Reproduce every one of the rows below word for word, with no changes.

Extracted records
[START]
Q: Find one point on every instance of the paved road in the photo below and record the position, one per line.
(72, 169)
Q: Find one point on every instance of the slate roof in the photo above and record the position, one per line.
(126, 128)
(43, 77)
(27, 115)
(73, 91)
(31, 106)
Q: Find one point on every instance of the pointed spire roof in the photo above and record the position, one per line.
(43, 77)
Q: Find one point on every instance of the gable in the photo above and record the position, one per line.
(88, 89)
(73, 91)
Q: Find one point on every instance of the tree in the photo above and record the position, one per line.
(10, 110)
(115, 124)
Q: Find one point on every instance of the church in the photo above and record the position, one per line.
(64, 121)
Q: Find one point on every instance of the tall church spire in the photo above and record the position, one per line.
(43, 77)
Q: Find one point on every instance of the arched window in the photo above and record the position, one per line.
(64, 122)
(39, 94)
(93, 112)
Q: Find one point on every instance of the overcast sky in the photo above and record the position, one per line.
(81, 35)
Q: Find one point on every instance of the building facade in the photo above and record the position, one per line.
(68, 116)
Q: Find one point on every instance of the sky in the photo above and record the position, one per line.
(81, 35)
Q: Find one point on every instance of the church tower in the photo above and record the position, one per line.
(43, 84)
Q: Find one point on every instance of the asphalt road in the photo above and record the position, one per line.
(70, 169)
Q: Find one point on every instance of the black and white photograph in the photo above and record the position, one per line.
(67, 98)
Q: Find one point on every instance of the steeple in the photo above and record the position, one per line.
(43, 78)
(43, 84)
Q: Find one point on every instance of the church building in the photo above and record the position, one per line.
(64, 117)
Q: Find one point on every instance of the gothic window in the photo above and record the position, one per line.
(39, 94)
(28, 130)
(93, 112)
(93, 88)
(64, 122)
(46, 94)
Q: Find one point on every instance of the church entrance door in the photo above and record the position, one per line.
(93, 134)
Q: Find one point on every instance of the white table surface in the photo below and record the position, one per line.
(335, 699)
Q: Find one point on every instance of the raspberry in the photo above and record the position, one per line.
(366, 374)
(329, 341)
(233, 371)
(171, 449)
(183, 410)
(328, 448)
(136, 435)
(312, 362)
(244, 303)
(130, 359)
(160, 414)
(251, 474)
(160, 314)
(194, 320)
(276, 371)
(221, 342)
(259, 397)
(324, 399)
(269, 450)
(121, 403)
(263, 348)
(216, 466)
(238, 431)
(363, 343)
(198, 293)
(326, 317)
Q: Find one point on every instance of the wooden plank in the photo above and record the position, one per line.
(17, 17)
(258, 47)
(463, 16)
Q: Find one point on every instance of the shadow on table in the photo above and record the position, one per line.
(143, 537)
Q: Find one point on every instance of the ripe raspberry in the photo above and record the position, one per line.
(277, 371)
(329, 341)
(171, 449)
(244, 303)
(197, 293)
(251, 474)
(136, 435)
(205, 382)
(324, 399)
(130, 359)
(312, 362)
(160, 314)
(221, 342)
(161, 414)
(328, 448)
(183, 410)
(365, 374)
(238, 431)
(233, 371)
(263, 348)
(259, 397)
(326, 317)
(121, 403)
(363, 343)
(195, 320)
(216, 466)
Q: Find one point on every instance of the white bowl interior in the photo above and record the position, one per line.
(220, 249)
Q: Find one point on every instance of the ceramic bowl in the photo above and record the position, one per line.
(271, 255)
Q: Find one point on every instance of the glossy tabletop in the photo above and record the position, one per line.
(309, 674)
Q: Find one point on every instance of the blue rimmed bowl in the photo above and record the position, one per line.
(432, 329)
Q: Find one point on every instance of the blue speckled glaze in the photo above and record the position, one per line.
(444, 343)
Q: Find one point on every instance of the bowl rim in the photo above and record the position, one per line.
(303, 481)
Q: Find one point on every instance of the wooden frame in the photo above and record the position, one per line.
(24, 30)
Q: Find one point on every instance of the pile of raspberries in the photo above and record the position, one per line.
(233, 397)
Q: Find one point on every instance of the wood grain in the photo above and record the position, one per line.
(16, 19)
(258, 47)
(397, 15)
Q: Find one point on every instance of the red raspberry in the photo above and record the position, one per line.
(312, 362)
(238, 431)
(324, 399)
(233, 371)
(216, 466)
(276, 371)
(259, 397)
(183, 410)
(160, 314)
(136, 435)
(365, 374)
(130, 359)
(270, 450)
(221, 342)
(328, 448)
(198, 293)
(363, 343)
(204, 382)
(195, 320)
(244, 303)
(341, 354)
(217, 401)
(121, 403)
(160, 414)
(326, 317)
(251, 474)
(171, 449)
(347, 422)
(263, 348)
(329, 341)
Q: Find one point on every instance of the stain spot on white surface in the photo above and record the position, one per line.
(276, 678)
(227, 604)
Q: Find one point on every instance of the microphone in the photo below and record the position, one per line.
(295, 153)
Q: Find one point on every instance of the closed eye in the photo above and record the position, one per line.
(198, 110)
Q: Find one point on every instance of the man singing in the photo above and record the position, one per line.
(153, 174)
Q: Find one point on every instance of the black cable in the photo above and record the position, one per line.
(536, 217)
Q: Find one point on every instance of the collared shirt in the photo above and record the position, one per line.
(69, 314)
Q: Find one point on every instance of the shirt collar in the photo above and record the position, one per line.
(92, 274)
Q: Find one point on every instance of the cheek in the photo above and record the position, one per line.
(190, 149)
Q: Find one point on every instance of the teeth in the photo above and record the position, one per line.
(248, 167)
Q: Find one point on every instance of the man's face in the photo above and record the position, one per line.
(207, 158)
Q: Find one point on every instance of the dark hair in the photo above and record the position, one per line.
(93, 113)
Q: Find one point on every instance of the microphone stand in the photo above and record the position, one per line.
[END]
» **Exercise result**:
Q: Find one point on every instance of the paved road in the photo below and record the position, one per line.
(72, 169)
Q: Find one point on every instance of the slate roof in the photo above and record the position, one per line.
(126, 128)
(43, 77)
(27, 115)
(73, 91)
(31, 106)
Q: Find one point on every instance of the pointed spire roof in the photo above and record the position, one per line.
(43, 77)
Q: Find one point on every instance of the gable in the photo above and record the position, one per line.
(88, 89)
(73, 91)
Q: Find one point on every instance of the tree in the photo above and record the position, one per line.
(10, 110)
(115, 124)
Q: Find one point on every instance of the church in the photo above and record the position, one per line.
(64, 121)
Q: Find one point on every instance of the tall church spire in the photo above and record the position, one per line.
(43, 77)
Q: Find one point on every instance of the arched window in the photo above and record the position, one per line.
(64, 122)
(39, 94)
(93, 112)
Q: Find one point on every instance of the overcast sky in the photo above and record the position, one per line.
(81, 35)
Q: Find one point on every instance of the building facade in the photo above and record the position, one per line.
(68, 116)
Q: Find one point on every instance of the sky in the photo above and record the position, one per line.
(81, 35)
Q: Find one point on every instance of the church tower in the photo above and record the position, one per line.
(43, 84)
Q: Find one point on every instance of the asphalt road in the photo above and record the position, one per line.
(70, 169)
Q: Find one point on every instance of the black and white photograph in the photo above and record the position, one per line.
(67, 98)
Q: Find one point on every instance of the steeple in the photo above and record the position, one per line.
(43, 78)
(43, 84)
Q: Find one point on every instance of the church building in the photo above and record the position, one per line.
(64, 117)
Q: Find one point on every instance of the gothic window in the photo above and record the position, one per line.
(39, 94)
(28, 130)
(93, 112)
(93, 88)
(64, 122)
(46, 94)
Q: Find one point on every instance of the church entrance door in the photo above and record the position, one per line.
(93, 134)
Q: Find one point on every instance of the white table surface in the photo below and record the position, one per line.
(335, 699)
Q: Find one point on every instance of the raspberry in the photo above and record the position, one per line.
(366, 374)
(329, 341)
(233, 371)
(171, 449)
(183, 410)
(328, 448)
(136, 435)
(312, 362)
(244, 303)
(130, 359)
(160, 414)
(251, 474)
(160, 314)
(194, 320)
(276, 371)
(221, 342)
(259, 397)
(324, 399)
(269, 450)
(121, 403)
(263, 348)
(216, 466)
(238, 431)
(363, 343)
(198, 293)
(326, 317)
Q: Find one point on every instance of the wooden plank in the photo above and record the position, one per line.
(17, 17)
(258, 47)
(463, 16)
Q: Find one point on every instance of the shadow on table in the photo above and record the position, one per line.
(143, 537)
Q: Find one point on every instance of the ripe raspberry in the photo above and record the position, one per line.
(277, 371)
(329, 341)
(171, 449)
(244, 303)
(197, 293)
(251, 474)
(136, 435)
(205, 382)
(324, 399)
(130, 359)
(312, 362)
(160, 314)
(221, 342)
(161, 414)
(328, 448)
(183, 410)
(365, 374)
(238, 431)
(233, 371)
(263, 348)
(259, 397)
(326, 317)
(121, 403)
(363, 343)
(195, 320)
(216, 466)
Q: Find one point on every instance of the white bowl interior in the photo above and record the position, one per line.
(220, 249)
Q: Find one point on every instance of the ceramic bowl in the photo above and record the position, one per line.
(271, 255)
Q: Find one point on every instance of the glossy tabletop in the photo above and record the position, one per line.
(309, 674)
Q: Find one point on every instance of the blue rimmed bowl in the photo above and record the position, one per line.
(432, 329)
Q: Find one point on every instance of the blue speckled glaze in the photo above and record the position, one per line.
(444, 343)
Q: Find one point on every instance of the bowl rim in the photo above and record the position, one per line.
(303, 481)
Q: Find one point on every instance of the wooden frame in the photo above and record the position, one per line.
(24, 30)
Q: Find one point on every instance of the pile of raspberries in the photo above and record the position, one per line.
(233, 397)
Q: Find one point on every instance of the wood grain in the photo above and record the position, one per line.
(16, 19)
(258, 47)
(397, 15)
Q: Find one point on every instance of the red raspberry in the photo above and record the position, one per line.
(312, 362)
(238, 431)
(324, 399)
(233, 371)
(216, 466)
(276, 371)
(259, 397)
(183, 410)
(160, 314)
(136, 435)
(365, 374)
(130, 359)
(270, 450)
(221, 342)
(328, 448)
(198, 293)
(363, 343)
(204, 382)
(195, 320)
(244, 303)
(341, 354)
(217, 401)
(121, 403)
(160, 414)
(326, 317)
(251, 474)
(171, 449)
(347, 422)
(263, 348)
(329, 341)
Q: Find one point on every instance of the stain spot on white surface in the photo above and record the position, one per line.
(276, 678)
(227, 604)
Q: Find one point on every instance of the microphone in the photo below and record the position, one per line.
(295, 153)
Q: Find one point on every instance of the closed eye in the photo above and record the position, one per line.
(198, 110)
Q: Find one point on every instance of the man singing in the photo above and record the position, one per line.
(153, 174)
Q: Find one point on every instance of the black cable in the photo above and record the position, one per line.
(536, 217)
Q: Find one point on every instance of the collared shirt in the photo above and record the position, one per line.
(69, 314)
Q: Find one point on every instance of the shirt collar in the photo above and record the position, one per line.
(92, 274)
Q: Find one point on every instance of the cheek in the photo above and record the position, one per line.
(190, 149)
Q: Find one point on every instance of the teeth in the photo above and record the position, one per line.
(248, 167)
Q: Find one point on every instance of the man's face in the photo above and record the position, one per line.
(207, 158)
Q: Find one point on every instance of the dark hair in the photo above and record the position, one per line.
(93, 113)
Q: Find one point on every instance of the microphone stand in the photo above and record the position, one per line.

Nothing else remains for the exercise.